Problem: Output these lines as a JSON list of strings, one string per line and no blank lines, covering all the records below. Leave the pictures out of the answer.

┌─ Data provided

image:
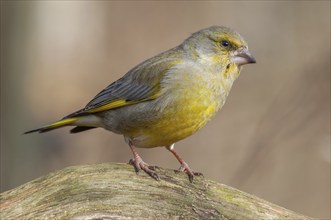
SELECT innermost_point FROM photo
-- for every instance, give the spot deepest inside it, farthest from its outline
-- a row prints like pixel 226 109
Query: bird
pixel 168 97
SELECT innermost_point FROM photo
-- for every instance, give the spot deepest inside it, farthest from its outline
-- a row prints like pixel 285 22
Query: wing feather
pixel 140 84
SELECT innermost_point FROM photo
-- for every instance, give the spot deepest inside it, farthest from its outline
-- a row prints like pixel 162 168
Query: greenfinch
pixel 167 97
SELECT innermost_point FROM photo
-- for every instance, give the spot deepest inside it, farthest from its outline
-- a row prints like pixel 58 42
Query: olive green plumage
pixel 170 96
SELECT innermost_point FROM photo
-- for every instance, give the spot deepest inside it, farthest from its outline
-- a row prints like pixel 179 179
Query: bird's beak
pixel 242 56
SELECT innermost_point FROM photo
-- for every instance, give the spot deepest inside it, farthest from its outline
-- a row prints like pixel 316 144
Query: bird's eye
pixel 225 43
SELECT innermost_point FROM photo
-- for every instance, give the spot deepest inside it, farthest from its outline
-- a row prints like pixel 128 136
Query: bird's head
pixel 220 46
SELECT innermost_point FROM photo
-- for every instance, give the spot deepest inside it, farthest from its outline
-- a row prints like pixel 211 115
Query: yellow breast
pixel 191 99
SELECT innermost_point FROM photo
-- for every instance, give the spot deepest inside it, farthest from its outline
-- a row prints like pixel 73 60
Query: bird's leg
pixel 183 165
pixel 139 164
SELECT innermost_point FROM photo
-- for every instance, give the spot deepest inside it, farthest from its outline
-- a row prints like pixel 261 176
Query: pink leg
pixel 139 164
pixel 183 165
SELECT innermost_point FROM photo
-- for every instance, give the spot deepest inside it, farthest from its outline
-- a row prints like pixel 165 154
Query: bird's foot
pixel 139 164
pixel 185 168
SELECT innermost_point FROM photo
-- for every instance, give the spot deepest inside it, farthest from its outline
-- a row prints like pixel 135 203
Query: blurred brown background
pixel 271 139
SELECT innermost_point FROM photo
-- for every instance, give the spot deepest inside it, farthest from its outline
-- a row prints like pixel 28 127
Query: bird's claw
pixel 185 168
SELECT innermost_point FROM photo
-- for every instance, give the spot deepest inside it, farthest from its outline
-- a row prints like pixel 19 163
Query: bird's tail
pixel 55 125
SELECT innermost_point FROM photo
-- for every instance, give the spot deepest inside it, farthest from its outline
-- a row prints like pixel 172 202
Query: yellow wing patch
pixel 118 103
pixel 61 123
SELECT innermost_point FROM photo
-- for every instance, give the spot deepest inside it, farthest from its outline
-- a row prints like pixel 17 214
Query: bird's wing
pixel 140 84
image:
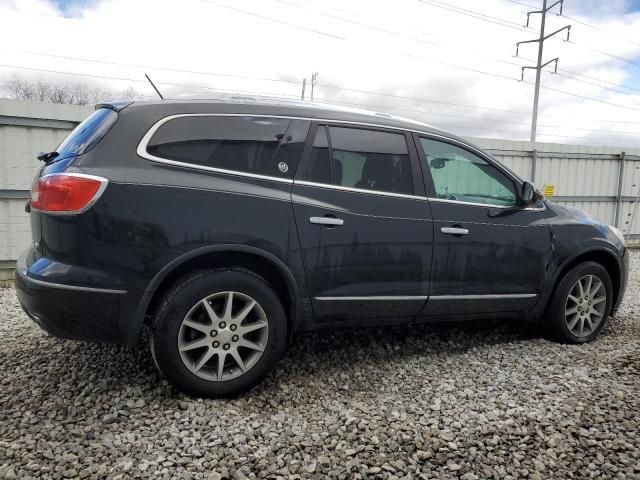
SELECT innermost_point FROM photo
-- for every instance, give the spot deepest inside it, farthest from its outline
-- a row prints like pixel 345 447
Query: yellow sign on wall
pixel 549 190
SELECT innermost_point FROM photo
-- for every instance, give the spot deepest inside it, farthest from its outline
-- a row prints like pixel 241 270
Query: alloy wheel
pixel 223 336
pixel 585 306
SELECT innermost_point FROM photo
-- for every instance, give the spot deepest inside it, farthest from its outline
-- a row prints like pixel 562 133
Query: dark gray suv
pixel 228 227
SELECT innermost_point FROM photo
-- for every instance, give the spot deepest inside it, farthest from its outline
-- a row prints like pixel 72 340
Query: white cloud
pixel 356 44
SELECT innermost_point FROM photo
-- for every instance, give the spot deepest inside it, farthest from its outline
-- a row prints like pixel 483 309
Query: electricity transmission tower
pixel 539 66
pixel 314 80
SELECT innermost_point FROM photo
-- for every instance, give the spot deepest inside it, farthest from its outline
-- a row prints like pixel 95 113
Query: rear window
pixel 258 145
pixel 87 135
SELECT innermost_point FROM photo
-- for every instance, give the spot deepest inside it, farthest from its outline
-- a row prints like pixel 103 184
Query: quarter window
pixel 257 145
pixel 360 158
pixel 460 175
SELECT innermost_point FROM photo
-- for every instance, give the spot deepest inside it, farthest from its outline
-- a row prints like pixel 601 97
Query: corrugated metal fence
pixel 598 180
pixel 603 181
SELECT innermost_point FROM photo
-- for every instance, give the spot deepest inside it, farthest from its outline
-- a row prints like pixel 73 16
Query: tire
pixel 182 337
pixel 565 327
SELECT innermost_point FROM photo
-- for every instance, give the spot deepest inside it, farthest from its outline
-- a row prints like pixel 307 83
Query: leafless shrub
pixel 68 93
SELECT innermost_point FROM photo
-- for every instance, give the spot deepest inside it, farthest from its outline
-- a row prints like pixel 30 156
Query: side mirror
pixel 438 163
pixel 529 194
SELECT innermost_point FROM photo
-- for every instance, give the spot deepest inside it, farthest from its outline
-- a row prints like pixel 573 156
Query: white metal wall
pixel 584 177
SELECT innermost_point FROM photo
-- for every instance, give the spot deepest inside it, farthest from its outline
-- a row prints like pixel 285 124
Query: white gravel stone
pixel 479 400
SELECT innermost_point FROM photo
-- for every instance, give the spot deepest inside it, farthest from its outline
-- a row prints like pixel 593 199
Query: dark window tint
pixel 263 146
pixel 86 135
pixel 358 158
pixel 458 174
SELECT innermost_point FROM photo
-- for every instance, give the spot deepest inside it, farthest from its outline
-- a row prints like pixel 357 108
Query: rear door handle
pixel 332 221
pixel 454 231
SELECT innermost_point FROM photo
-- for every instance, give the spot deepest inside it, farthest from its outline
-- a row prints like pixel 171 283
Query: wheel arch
pixel 259 261
pixel 599 255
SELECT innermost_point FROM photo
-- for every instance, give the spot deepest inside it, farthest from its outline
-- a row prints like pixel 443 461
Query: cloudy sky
pixel 449 63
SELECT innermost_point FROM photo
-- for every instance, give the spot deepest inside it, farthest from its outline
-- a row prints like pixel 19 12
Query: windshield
pixel 86 135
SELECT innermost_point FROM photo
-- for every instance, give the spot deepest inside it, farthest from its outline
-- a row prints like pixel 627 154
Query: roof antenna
pixel 154 87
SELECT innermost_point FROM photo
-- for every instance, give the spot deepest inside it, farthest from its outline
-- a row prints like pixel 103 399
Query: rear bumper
pixel 70 311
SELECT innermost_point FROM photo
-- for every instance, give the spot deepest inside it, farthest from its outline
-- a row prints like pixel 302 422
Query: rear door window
pixel 361 158
pixel 87 135
pixel 460 175
pixel 268 146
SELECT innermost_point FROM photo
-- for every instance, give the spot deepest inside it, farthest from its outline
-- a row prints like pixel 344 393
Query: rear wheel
pixel 581 304
pixel 218 332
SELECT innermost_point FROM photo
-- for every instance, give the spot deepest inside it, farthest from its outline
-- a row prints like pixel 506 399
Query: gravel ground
pixel 482 400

└─

Solution for this task:
[
  "image:",
  "SELECT innermost_point FROM photo",
  "-- for every instance, give the spot deepest inside it, farthest from its outline",
  "-- a row prints like pixel 226 109",
  "Query: bird",
  "pixel 168 97",
  "SELECT innermost_point FROM photo",
  "-- for every instance, give the spot deepest inside it, farthest from its outline",
  "-- a row prints like pixel 285 22",
  "Query: wing feather",
  "pixel 140 84",
  "SELECT innermost_point FROM photo",
  "-- for every instance, give the spot deepest inside it, farthest from its outline",
  "-- a row prints like pixel 162 168",
  "Query: greenfinch",
  "pixel 167 97",
  "SELECT innermost_point FROM photo",
  "-- for every instance, give the spot deepest inside it, farthest from its outline",
  "-- a row prints like pixel 58 42",
  "Query: olive green plumage",
  "pixel 170 96",
  "SELECT innermost_point FROM photo",
  "-- for every instance, give the spot deepest inside it, farthest from its outline",
  "-- a row prints like pixel 179 179",
  "Query: bird's beak",
  "pixel 242 56",
  "SELECT innermost_point FROM photo",
  "-- for every instance, give the spot deepest inside it, farthest from its outline",
  "-- a row prints like pixel 316 144",
  "Query: bird's eye",
  "pixel 225 43",
  "SELECT innermost_point FROM photo",
  "-- for every instance, give the spot deepest inside it, farthest from its outline",
  "-- a row prints like pixel 128 136",
  "Query: bird's head",
  "pixel 220 46",
  "SELECT innermost_point FROM photo",
  "-- for every instance, give the spot deepest inside it, farthest from its outline",
  "-- a row prints like pixel 211 115",
  "Query: yellow breast",
  "pixel 191 99",
  "SELECT innermost_point FROM photo",
  "-- for every instance, give the spot deepest inside it, farthest from its outline",
  "-- a row prints like pixel 73 60",
  "Query: bird's leg",
  "pixel 183 165",
  "pixel 139 164",
  "SELECT innermost_point FROM photo",
  "-- for every instance, give the spot deepest inside it, farthest from its outline",
  "-- a row prints like pixel 261 176",
  "Query: pink leg",
  "pixel 139 164",
  "pixel 183 165",
  "SELECT innermost_point FROM photo",
  "-- for every instance, give the spot deepest inside it, farthest from its outline",
  "-- a row prints like pixel 165 154",
  "Query: bird's foot",
  "pixel 139 164",
  "pixel 185 168",
  "SELECT innermost_point FROM photo",
  "-- for every instance, give the spot deepest inside it, farthest from its outline",
  "-- a row prints like pixel 135 203",
  "Query: blurred brown background",
  "pixel 271 139",
  "SELECT innermost_point FROM photo",
  "-- for every instance, give the spot deepest inside it, farthest from its outline",
  "-- a row prints like pixel 28 127",
  "Query: bird's claw",
  "pixel 185 168",
  "SELECT innermost_point FROM photo",
  "-- for every instance, give the spot deepest inside it, farthest from its outline",
  "-- a row prints like pixel 19 163",
  "Query: bird's tail",
  "pixel 55 125",
  "SELECT innermost_point FROM photo",
  "-- for every instance, give the spot deepest inside it, farthest from its outline",
  "-- a row prints like pixel 172 202",
  "Query: yellow wing patch",
  "pixel 118 103",
  "pixel 61 123",
  "SELECT innermost_point FROM photo",
  "-- for every instance, give the spot deepest inside it, farthest from its outline",
  "-- a row prints like pixel 17 214",
  "Query: bird's wing",
  "pixel 140 84",
  "image:",
  "SELECT innermost_point FROM photo",
  "-- for every instance, give the spot deepest inside it, farthest from its outline",
  "-- a row prints like pixel 345 447",
  "Query: yellow sign on wall",
  "pixel 549 190",
  "SELECT innermost_point FROM photo",
  "-- for every instance, give the spot deepest inside it, farthest from its outline",
  "-- a row prints like pixel 241 270",
  "Query: alloy wheel",
  "pixel 223 336",
  "pixel 585 306",
  "SELECT innermost_point FROM photo",
  "-- for every instance, give the spot deepest inside it, farthest from its outline",
  "-- a row prints like pixel 562 133",
  "Query: dark gray suv",
  "pixel 228 227",
  "SELECT innermost_point FROM photo",
  "-- for every instance, give the spot deepest inside it, farthest from its outline",
  "-- a row prints like pixel 72 340",
  "Query: white cloud",
  "pixel 356 44",
  "SELECT innermost_point FROM photo",
  "-- for every instance, give the spot deepest inside it, farthest from its outline",
  "-- a row prints like pixel 483 309",
  "Query: electricity transmission tower",
  "pixel 539 66",
  "pixel 314 80",
  "SELECT innermost_point FROM photo",
  "-- for every instance, give the spot deepest inside it, farthest from its outline",
  "-- a row prints like pixel 95 113",
  "Query: rear window",
  "pixel 258 145",
  "pixel 87 135",
  "SELECT innermost_point FROM photo",
  "-- for every instance, give the spot deepest inside it, farthest from its outline",
  "-- a row prints like pixel 103 184",
  "Query: quarter window",
  "pixel 257 145",
  "pixel 360 158",
  "pixel 460 175",
  "SELECT innermost_point FROM photo",
  "-- for every instance, give the spot deepest inside it, farthest from its outline",
  "-- a row prints like pixel 601 97",
  "Query: corrugated metal fence",
  "pixel 598 180",
  "pixel 603 181",
  "SELECT innermost_point FROM photo",
  "-- for every instance, give the spot deepest inside it, farthest from its outline",
  "-- a row prints like pixel 73 16",
  "Query: tire",
  "pixel 182 337",
  "pixel 565 327",
  "SELECT innermost_point FROM photo",
  "-- for every instance, give the spot deepest inside it, farthest from its outline",
  "-- a row prints like pixel 307 83",
  "Query: leafless shrub",
  "pixel 68 93",
  "SELECT innermost_point FROM photo",
  "-- for every instance, give the spot deepest inside it, farthest from its outline",
  "-- a row prints like pixel 30 156",
  "Query: side mirror",
  "pixel 438 163",
  "pixel 529 194",
  "SELECT innermost_point FROM photo",
  "-- for every instance, give the spot deepest inside it, farthest from its outline",
  "-- a row prints like pixel 573 156",
  "Query: white metal wall",
  "pixel 584 177",
  "SELECT innermost_point FROM photo",
  "-- for every instance, give the spot deepest inside it, farthest from its outline",
  "-- a row prints like pixel 285 124",
  "Query: white gravel stone",
  "pixel 479 400",
  "SELECT innermost_point FROM photo",
  "-- for every instance, give the spot deepest inside it, farthest from its outline",
  "-- a row prints like pixel 593 199",
  "Query: dark window tint",
  "pixel 263 146",
  "pixel 86 135",
  "pixel 358 158",
  "pixel 458 174",
  "SELECT innermost_point FROM photo",
  "-- for every instance, give the spot deepest inside it, farthest from its outline",
  "-- a row prints like pixel 357 108",
  "Query: rear door handle",
  "pixel 332 221",
  "pixel 454 231",
  "SELECT innermost_point FROM photo",
  "-- for every instance, give the spot deepest inside it, farthest from its outline",
  "-- a row prints like pixel 171 283",
  "Query: wheel arch",
  "pixel 259 261",
  "pixel 599 255",
  "SELECT innermost_point FROM photo",
  "-- for every instance, give the spot deepest inside it, farthest from its outline",
  "-- a row prints like pixel 443 461",
  "Query: cloudy sky",
  "pixel 449 63",
  "SELECT innermost_point FROM photo",
  "-- for every instance, give the spot deepest inside it, farthest from its outline",
  "-- a row prints like pixel 19 12",
  "Query: windshield",
  "pixel 86 135",
  "SELECT innermost_point FROM photo",
  "-- for every instance, give the spot deepest inside it, farthest from its outline",
  "-- a row prints like pixel 627 154",
  "Query: roof antenna",
  "pixel 154 87",
  "SELECT innermost_point FROM photo",
  "-- for every instance, give the spot deepest inside it, farthest from its outline",
  "-- a row prints like pixel 103 399",
  "Query: rear bumper",
  "pixel 70 311",
  "SELECT innermost_point FROM photo",
  "-- for every instance, give the spot deepest inside it, farthest from its outline",
  "-- a row prints like pixel 302 422",
  "Query: rear door window",
  "pixel 361 158",
  "pixel 87 135",
  "pixel 460 175",
  "pixel 268 146",
  "SELECT innermost_point FROM photo",
  "-- for every instance, give the spot deepest inside it, farthest from its outline",
  "-- a row prints like pixel 344 393",
  "Query: rear wheel",
  "pixel 581 304",
  "pixel 218 332",
  "SELECT innermost_point FROM photo",
  "-- for every instance, give the spot deepest inside it, farthest from its outline",
  "-- a row prints like pixel 506 399",
  "Query: gravel ground",
  "pixel 482 400"
]